Wherever a line of the records contains "sandy", copy that line.

**Extracted information**
_ _ _ _ _ _ _

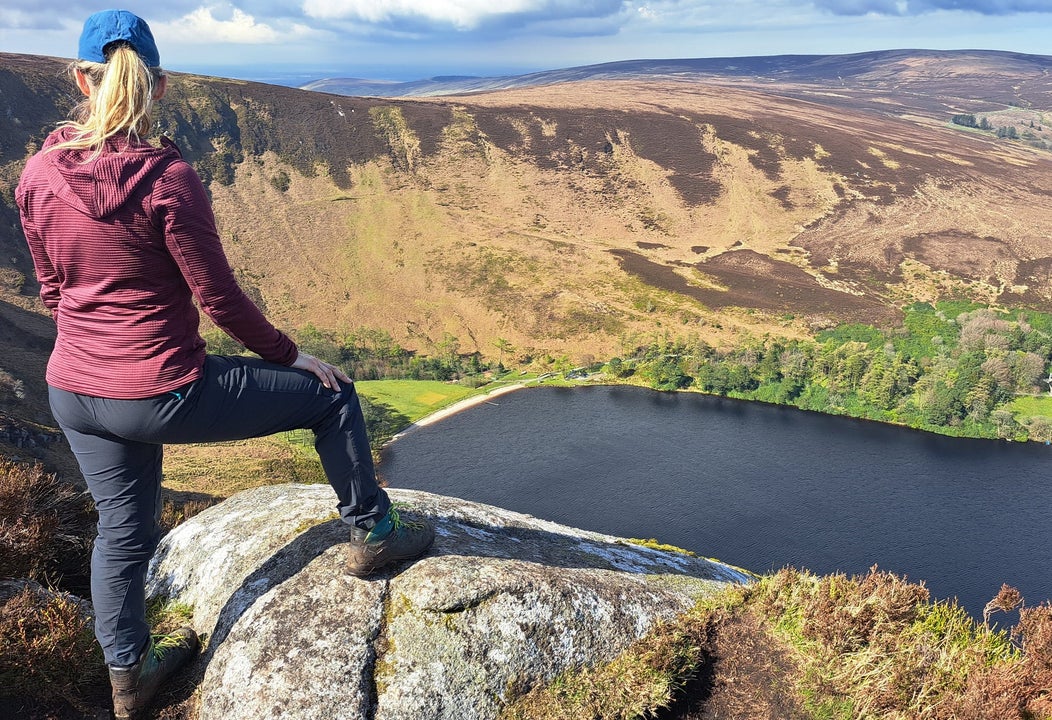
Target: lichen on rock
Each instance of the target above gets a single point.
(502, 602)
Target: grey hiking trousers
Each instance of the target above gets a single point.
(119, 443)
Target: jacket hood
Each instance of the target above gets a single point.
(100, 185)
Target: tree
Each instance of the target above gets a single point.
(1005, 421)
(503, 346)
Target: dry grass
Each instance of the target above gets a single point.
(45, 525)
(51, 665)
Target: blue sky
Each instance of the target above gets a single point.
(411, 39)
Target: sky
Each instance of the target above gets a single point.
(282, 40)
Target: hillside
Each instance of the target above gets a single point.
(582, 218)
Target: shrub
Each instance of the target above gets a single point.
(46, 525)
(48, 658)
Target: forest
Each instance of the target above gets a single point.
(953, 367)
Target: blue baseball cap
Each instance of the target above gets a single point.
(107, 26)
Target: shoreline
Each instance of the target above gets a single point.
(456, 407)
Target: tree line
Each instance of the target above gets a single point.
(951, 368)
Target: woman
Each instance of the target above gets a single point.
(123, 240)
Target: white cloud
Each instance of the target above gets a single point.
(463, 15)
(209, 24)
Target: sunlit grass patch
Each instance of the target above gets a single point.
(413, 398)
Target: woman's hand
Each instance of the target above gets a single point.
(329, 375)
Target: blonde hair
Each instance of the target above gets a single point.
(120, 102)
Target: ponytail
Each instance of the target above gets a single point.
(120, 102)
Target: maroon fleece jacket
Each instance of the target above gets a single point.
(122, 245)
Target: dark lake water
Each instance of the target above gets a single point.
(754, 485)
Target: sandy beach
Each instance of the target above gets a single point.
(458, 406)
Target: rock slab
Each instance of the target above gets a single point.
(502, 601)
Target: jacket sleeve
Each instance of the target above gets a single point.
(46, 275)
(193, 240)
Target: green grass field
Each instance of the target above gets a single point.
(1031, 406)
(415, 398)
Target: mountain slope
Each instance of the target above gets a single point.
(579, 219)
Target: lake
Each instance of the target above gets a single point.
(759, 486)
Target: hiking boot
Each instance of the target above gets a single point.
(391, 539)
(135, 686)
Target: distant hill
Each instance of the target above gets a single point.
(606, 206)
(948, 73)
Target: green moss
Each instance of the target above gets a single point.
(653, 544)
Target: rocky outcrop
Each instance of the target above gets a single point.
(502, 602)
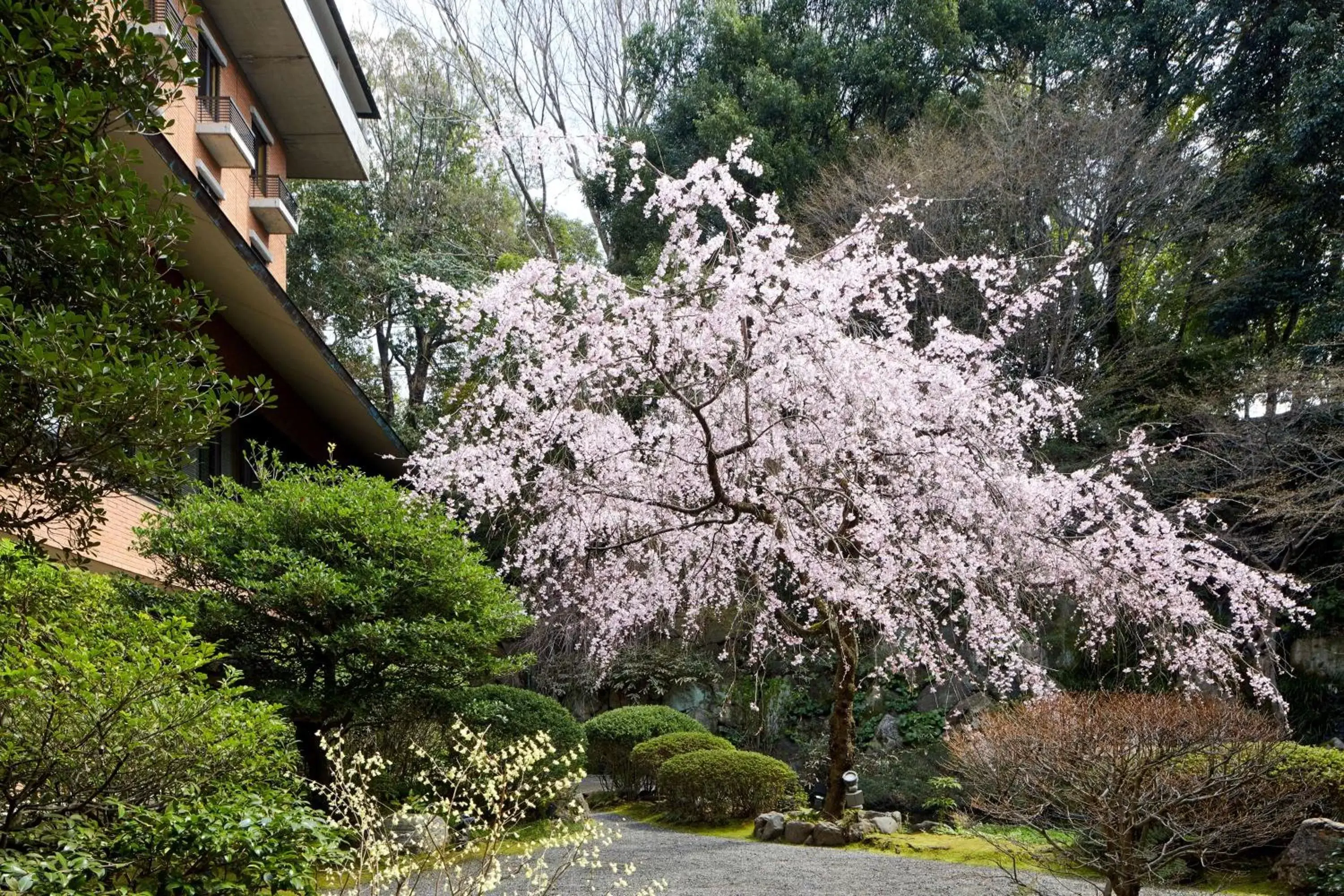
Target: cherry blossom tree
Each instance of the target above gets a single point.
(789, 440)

_ _ _ _ _ _ _

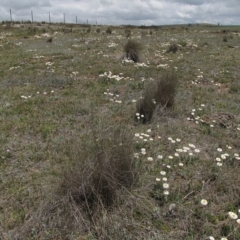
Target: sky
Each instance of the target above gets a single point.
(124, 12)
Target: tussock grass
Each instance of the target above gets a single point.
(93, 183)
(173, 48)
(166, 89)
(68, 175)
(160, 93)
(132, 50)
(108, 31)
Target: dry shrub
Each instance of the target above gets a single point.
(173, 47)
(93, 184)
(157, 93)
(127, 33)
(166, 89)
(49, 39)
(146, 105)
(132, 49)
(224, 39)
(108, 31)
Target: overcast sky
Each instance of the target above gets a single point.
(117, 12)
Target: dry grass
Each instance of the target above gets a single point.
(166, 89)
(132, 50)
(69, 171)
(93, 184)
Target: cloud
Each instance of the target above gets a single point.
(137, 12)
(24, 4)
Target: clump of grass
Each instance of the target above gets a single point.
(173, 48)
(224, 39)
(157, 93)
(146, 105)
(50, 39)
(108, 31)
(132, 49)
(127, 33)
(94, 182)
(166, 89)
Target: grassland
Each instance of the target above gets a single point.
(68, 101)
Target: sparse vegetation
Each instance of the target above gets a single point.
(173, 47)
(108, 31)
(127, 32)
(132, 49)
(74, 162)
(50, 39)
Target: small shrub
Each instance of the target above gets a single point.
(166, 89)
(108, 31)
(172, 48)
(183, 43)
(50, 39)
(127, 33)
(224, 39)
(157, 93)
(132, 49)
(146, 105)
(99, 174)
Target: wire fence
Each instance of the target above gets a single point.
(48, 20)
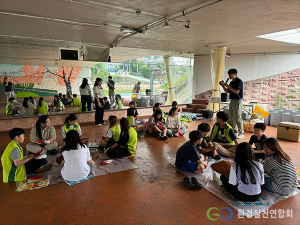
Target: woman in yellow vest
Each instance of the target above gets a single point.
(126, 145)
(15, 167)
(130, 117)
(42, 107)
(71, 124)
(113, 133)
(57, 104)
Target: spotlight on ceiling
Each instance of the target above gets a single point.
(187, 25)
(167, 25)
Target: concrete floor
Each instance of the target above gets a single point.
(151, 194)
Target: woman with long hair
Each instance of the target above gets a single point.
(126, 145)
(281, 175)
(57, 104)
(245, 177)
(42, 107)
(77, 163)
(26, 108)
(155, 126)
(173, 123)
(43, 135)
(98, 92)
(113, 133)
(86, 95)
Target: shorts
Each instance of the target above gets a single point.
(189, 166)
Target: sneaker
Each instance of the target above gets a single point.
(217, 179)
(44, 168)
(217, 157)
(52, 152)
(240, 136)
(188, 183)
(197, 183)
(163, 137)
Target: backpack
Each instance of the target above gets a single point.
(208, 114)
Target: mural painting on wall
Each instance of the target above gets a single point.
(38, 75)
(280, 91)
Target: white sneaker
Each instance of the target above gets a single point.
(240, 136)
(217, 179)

_ _ _ _ _ _ _

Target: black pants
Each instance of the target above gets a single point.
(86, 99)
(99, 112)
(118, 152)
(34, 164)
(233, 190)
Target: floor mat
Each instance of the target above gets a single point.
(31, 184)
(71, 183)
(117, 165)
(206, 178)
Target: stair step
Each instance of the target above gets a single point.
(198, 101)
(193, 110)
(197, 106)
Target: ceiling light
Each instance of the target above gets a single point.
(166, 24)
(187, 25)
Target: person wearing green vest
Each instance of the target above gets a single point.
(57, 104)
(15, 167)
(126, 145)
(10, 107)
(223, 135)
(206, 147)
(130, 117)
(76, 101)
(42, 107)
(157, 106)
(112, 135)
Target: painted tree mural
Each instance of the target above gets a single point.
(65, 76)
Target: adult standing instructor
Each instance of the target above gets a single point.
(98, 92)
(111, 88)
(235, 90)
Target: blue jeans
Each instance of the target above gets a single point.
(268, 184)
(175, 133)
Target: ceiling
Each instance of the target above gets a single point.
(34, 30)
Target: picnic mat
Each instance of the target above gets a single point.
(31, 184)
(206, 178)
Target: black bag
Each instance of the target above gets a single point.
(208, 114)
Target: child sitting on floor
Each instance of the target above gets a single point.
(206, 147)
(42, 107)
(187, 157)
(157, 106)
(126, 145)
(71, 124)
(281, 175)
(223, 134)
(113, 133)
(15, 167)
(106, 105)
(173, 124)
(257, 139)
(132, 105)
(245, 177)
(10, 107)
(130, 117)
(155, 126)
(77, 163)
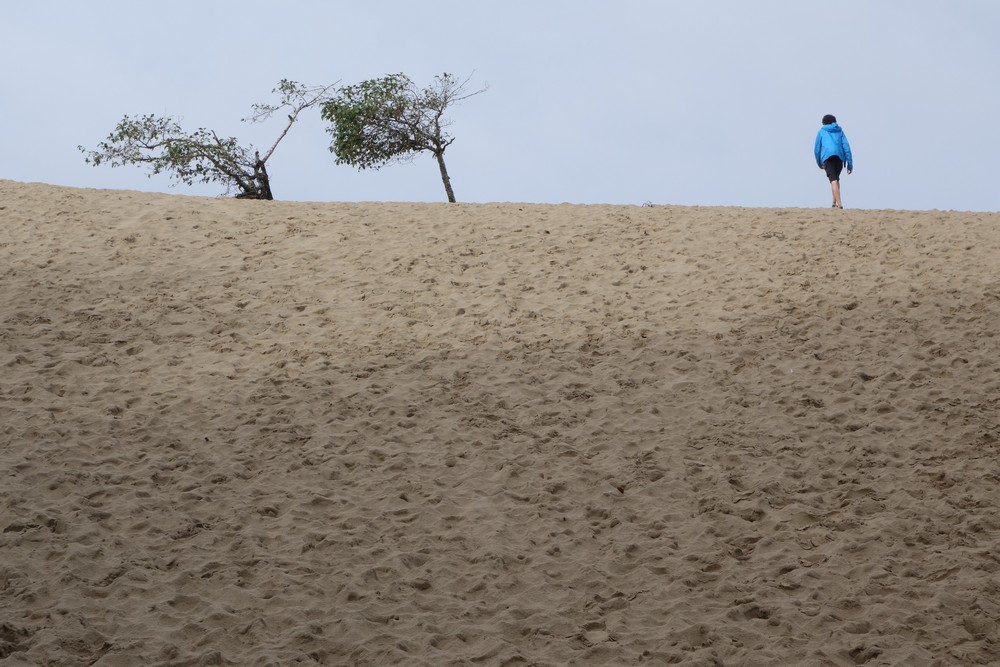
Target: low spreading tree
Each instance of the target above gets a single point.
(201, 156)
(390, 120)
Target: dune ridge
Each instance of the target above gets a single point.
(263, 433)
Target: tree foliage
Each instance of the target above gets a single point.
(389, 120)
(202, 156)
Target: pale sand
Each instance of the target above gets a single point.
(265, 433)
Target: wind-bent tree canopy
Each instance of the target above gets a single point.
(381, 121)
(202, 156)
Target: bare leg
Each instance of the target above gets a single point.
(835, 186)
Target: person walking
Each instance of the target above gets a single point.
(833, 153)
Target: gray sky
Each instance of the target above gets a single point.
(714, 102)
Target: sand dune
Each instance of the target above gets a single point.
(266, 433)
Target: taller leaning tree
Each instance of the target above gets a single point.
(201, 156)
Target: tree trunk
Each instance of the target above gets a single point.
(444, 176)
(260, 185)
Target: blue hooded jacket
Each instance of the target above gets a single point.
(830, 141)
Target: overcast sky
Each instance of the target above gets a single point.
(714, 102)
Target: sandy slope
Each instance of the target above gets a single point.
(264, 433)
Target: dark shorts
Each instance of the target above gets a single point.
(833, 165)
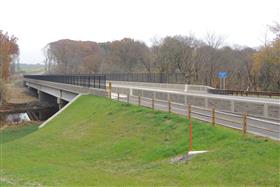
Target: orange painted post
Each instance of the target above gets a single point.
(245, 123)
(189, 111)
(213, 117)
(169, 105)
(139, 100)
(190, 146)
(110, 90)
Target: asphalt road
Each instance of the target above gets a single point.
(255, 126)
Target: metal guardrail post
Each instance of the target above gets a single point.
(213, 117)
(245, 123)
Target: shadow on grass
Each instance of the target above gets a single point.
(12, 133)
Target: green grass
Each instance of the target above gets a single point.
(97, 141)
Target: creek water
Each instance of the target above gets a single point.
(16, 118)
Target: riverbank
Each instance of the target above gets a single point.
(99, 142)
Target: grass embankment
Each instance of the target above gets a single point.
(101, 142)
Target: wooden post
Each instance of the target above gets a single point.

_ _ _ _ _ _ _

**Solution**
Target: sandy beach
Target: sandy slope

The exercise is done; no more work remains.